# Data section:
====================

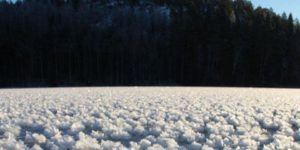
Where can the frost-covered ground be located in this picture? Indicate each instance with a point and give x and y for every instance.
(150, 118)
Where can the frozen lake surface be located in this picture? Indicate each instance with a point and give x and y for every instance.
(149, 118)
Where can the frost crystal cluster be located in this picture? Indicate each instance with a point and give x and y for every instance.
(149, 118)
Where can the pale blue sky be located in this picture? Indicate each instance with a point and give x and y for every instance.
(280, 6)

====================

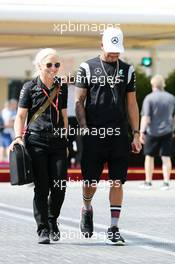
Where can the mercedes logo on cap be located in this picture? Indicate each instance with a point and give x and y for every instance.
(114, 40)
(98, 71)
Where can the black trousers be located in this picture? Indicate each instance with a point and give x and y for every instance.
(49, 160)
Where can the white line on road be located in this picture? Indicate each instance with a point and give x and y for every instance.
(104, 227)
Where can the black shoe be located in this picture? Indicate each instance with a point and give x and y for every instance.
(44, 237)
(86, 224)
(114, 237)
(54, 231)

====================

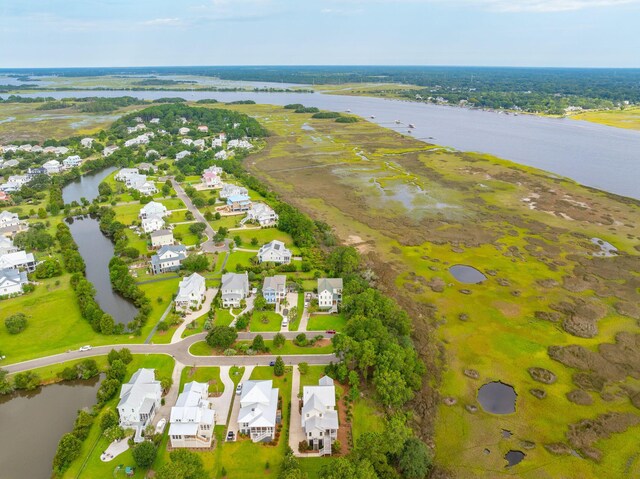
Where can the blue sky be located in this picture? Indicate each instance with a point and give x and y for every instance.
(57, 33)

====================

# The exercise:
Filter the items above, keeping each line that contains the string "black".

# Answer for this exercise:
Where can the black trousers be located in this picture? Indicate each instance with a point and give x and y for every instance.
Where can the black shoe be located in this picture? Indicate each instance with a point and give x and y for every instance.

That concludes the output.